▸ Extrait du document
:::
En remplaçant le régime défunt par Nicolas
Grunitzky, la France prit sa deuxième
revanche sur Sylvanus Olympio. Mais
jugé labile et trop faible de caractère,
Grunitzky fut écarté le 13 janvier 1967 à
son tour et remplacé par l’auteur présumé
de l’assassinat du leader nationaliste,
l’obscur sergent-chef plus ou moins
inculte, Etienne Gnassingbé Eyadéma. Il
était cependant un homme à la poigne de
fer, façonné dans les guerres coloniales
d’Indochine et d’Algérie : l’itinéraire
on ne peut plus classique de la première
génération de militaires françafricains qui
prendront, dans le contexte alibi de guerre
froide, la succession des indésirables
pères nationalistes des indépendances.
Pendant près de quarante ans, le sergent-chef
Eyadéma, devenu général d’armée
à la suite de diverses métamorphoses,
s’est chargé de liquider, au propre et au
figuré, l’héritage nationaliste au Togo. Ce
qui n’est pas étonnant quand on sait que le
RPT est un décalque à peine dissimulé du
très colonialiste RPF (Rassemblement du
peuple français) du général de Gaulle et
qu’il se situe sans conteste dans la filiation
idéologique du PTP (Parti togolais du
progrès) de Nicolas Grunitzky au profit
duquel l’administration coloniale organisait
la fraude.
:::
▸ Entrées affichées
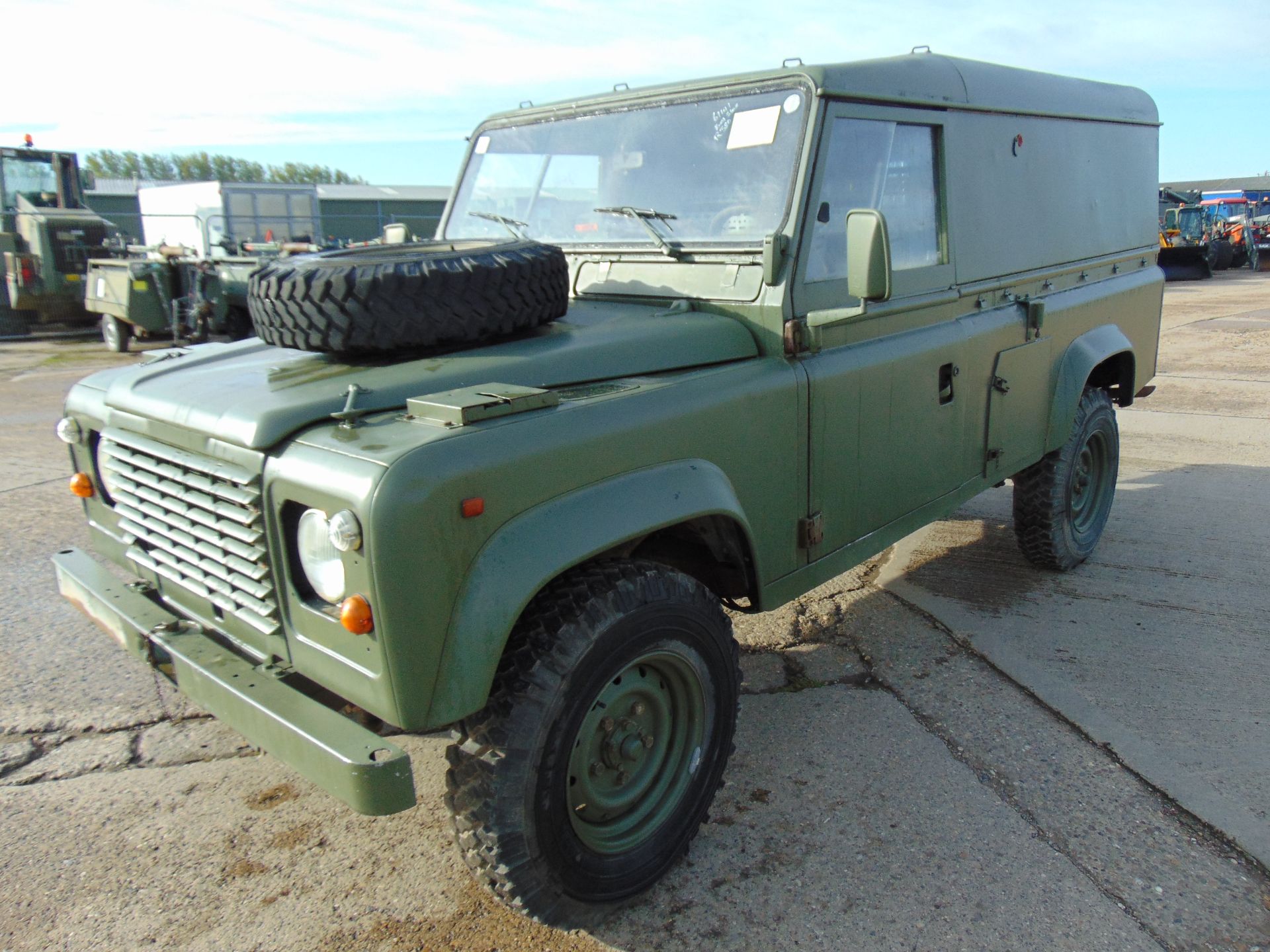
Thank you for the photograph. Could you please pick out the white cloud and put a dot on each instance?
(164, 75)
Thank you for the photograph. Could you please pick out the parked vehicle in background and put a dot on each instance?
(46, 238)
(679, 348)
(202, 240)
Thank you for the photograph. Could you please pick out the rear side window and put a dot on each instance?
(886, 165)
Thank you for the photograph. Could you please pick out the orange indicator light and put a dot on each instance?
(81, 485)
(355, 615)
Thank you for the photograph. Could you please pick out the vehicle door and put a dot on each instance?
(887, 413)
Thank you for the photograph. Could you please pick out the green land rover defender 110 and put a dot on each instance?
(676, 348)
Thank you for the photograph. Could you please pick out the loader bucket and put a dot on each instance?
(1185, 263)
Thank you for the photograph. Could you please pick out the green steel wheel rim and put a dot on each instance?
(636, 752)
(1090, 489)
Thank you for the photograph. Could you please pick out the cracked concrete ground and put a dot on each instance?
(892, 789)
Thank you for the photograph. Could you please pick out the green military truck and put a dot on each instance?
(48, 235)
(681, 348)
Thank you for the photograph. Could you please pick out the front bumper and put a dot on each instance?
(339, 756)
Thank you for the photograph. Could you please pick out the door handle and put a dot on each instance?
(947, 374)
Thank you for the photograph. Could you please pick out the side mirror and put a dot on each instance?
(868, 255)
(868, 267)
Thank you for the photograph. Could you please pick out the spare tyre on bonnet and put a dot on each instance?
(419, 295)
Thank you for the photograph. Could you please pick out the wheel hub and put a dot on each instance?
(629, 762)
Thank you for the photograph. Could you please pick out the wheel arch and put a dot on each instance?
(1101, 358)
(644, 513)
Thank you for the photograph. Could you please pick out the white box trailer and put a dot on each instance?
(211, 218)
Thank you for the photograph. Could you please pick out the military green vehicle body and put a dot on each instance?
(48, 234)
(142, 290)
(714, 409)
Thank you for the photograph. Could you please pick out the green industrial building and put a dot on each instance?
(349, 212)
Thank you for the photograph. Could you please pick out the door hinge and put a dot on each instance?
(810, 531)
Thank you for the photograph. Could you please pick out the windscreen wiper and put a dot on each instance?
(644, 216)
(512, 225)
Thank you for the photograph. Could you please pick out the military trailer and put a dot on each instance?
(48, 235)
(202, 240)
(683, 348)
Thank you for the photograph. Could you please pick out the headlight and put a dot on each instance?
(345, 532)
(323, 565)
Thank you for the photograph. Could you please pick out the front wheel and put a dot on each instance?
(116, 334)
(603, 744)
(1062, 503)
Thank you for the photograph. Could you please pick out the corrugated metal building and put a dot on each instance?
(353, 212)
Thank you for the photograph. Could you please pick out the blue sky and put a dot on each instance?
(389, 91)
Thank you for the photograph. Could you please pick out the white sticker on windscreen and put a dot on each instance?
(753, 127)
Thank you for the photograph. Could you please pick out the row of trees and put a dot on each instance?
(201, 167)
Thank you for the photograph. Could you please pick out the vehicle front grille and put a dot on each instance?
(196, 521)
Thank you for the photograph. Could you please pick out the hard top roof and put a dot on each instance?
(921, 79)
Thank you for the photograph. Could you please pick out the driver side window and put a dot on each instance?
(886, 165)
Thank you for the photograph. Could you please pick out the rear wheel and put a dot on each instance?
(116, 334)
(603, 742)
(1062, 503)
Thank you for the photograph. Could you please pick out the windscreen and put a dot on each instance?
(709, 171)
(33, 178)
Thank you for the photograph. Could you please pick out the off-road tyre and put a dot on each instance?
(385, 299)
(513, 764)
(1222, 254)
(1062, 503)
(116, 334)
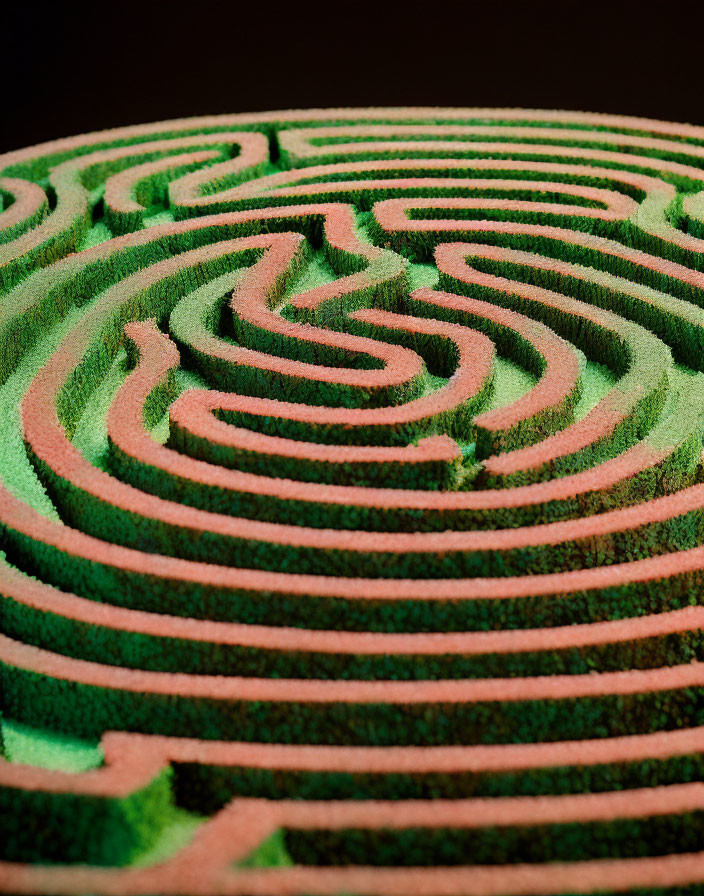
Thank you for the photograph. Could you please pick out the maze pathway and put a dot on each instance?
(352, 507)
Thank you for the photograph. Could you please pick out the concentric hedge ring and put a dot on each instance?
(352, 495)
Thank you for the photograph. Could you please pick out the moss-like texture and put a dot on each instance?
(336, 441)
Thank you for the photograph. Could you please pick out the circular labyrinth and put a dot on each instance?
(351, 506)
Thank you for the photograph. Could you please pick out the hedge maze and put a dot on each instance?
(352, 507)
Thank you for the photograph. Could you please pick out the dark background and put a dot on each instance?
(72, 68)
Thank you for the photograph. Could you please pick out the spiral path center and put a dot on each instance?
(352, 506)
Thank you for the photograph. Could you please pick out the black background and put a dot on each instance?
(71, 68)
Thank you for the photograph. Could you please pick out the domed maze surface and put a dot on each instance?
(352, 506)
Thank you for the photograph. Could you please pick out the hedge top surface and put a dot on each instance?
(352, 506)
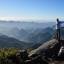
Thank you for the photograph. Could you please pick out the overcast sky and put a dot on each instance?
(31, 9)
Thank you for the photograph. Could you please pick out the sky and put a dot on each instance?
(31, 9)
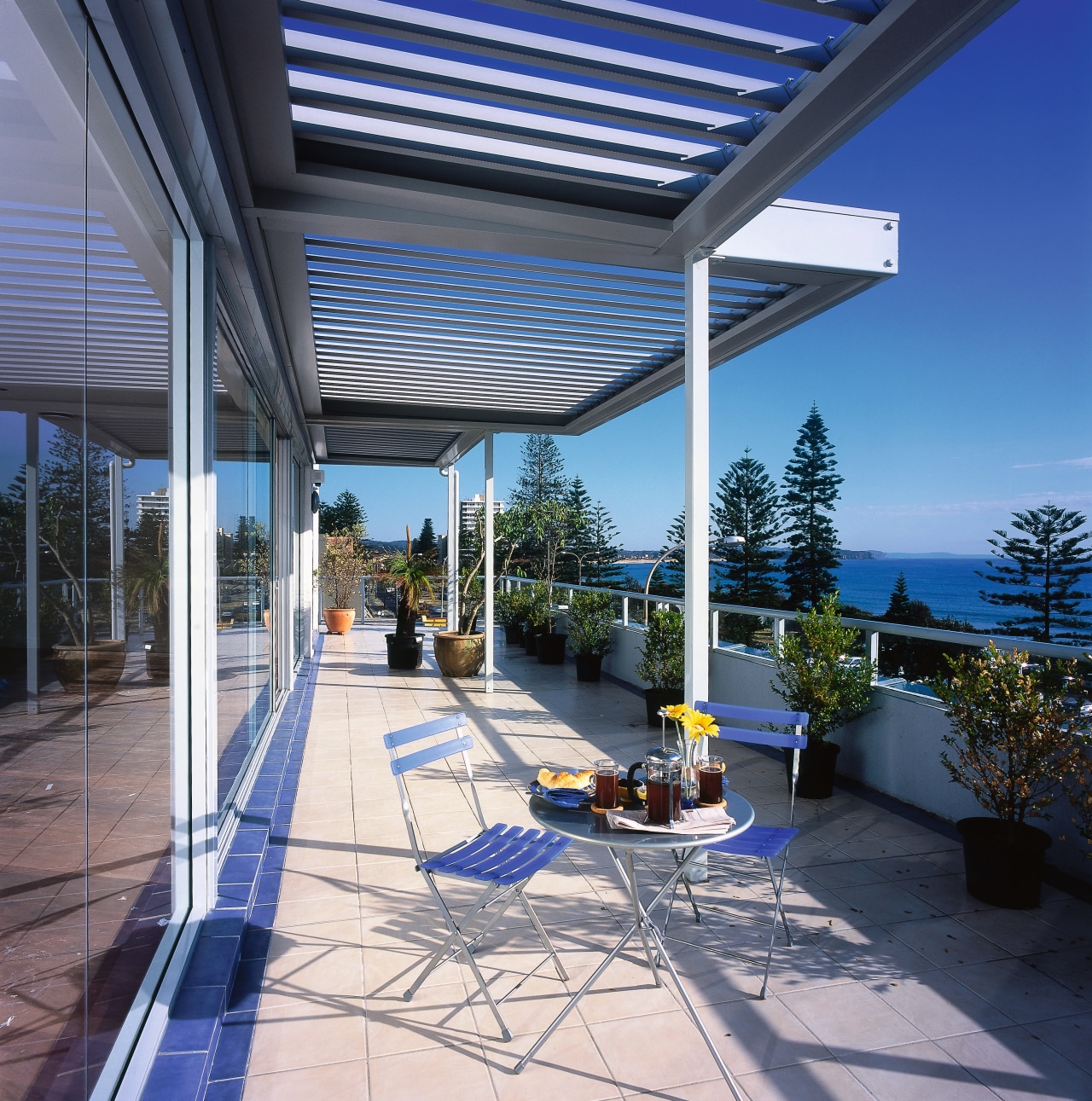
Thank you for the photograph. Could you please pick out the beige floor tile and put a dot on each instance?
(342, 1081)
(291, 1037)
(457, 1071)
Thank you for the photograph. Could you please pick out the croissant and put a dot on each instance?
(554, 780)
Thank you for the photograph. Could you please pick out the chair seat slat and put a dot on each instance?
(441, 726)
(757, 841)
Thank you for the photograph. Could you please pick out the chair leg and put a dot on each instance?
(543, 936)
(778, 888)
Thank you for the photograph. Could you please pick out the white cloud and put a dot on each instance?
(1058, 462)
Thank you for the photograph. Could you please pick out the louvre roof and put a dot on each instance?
(437, 190)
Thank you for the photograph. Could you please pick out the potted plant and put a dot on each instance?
(411, 574)
(550, 523)
(1012, 742)
(461, 653)
(537, 617)
(147, 577)
(590, 617)
(74, 503)
(510, 609)
(340, 571)
(662, 662)
(816, 675)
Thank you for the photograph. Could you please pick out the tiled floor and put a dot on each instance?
(899, 986)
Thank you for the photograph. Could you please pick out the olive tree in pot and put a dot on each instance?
(536, 617)
(662, 662)
(511, 609)
(815, 674)
(550, 524)
(411, 575)
(1012, 745)
(340, 571)
(590, 617)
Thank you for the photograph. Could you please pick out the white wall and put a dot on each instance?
(895, 749)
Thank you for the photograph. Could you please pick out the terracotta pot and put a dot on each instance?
(589, 666)
(404, 651)
(458, 655)
(654, 698)
(105, 662)
(1003, 861)
(551, 649)
(339, 620)
(158, 661)
(816, 768)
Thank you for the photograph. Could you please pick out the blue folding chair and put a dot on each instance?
(502, 857)
(759, 843)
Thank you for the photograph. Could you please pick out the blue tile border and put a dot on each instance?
(205, 1048)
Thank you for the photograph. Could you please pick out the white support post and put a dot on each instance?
(872, 653)
(695, 613)
(117, 548)
(32, 602)
(696, 477)
(452, 548)
(490, 563)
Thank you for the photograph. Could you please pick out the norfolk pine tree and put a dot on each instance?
(1046, 564)
(749, 506)
(810, 492)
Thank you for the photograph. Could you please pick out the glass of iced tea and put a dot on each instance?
(607, 784)
(711, 779)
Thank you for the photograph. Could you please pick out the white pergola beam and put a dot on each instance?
(696, 478)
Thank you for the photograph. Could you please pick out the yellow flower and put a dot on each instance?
(699, 725)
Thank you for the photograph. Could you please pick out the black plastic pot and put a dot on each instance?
(816, 770)
(654, 698)
(404, 651)
(589, 666)
(551, 649)
(1003, 861)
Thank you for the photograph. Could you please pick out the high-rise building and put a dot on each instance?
(157, 503)
(468, 511)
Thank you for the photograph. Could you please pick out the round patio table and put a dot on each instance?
(590, 828)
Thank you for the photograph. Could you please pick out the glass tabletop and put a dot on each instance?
(593, 828)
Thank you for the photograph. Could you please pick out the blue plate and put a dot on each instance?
(566, 797)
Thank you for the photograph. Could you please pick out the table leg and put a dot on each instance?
(699, 1024)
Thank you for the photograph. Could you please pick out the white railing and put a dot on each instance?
(778, 619)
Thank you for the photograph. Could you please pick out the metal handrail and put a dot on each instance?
(868, 627)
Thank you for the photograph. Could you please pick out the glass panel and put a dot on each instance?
(86, 277)
(244, 519)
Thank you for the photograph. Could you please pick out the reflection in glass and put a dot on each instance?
(86, 276)
(244, 518)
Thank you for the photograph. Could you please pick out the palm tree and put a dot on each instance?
(410, 574)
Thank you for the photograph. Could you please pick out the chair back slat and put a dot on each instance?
(440, 726)
(400, 765)
(763, 737)
(752, 714)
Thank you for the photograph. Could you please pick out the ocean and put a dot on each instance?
(949, 586)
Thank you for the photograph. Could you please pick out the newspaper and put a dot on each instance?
(699, 820)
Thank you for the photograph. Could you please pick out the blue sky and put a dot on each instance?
(955, 393)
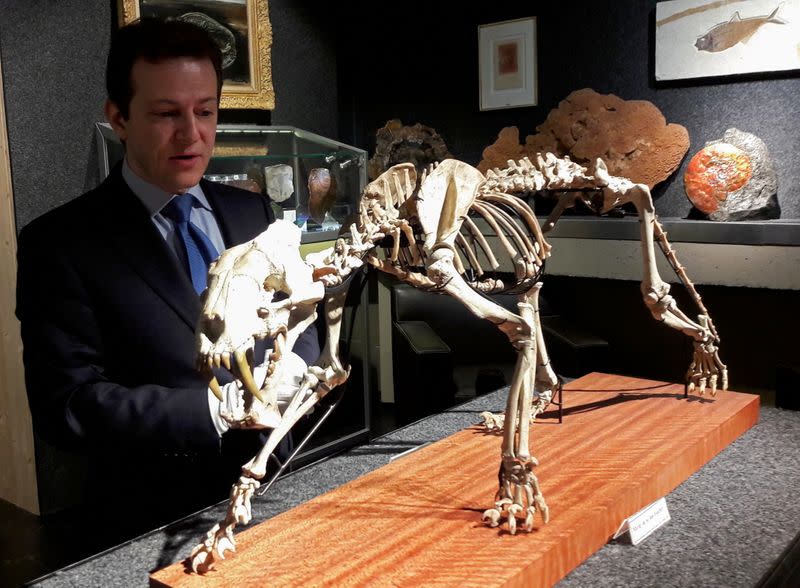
:::
Pour chaque affirmation, indiquez si elle concorde avec l'extrait sur le Togo en répondant par oui ou non, et citez à l'identique les mots de l'extrait qui tranchent.
1. Grunitzky fut écarté le 13 janvier 1967.
2. Eyadéma portait déjà le grade de général lorsqu'il remplaça Grunitzky.
3. Le PTP était le parti de Nicolas Grunitzky.
Les enregistrements proviennent d'une autre source.

▸ Résultat attendu
1. Oui : « Grunitzky fut écarté le 13 janvier 1967 ».
2. Non : « l’obscur sergent-chef plus ou moins inculte, Etienne Gnassingbé Eyadéma ».
3. Oui : « PTP (Parti togolais du progrès) de Nicolas Grunitzky ».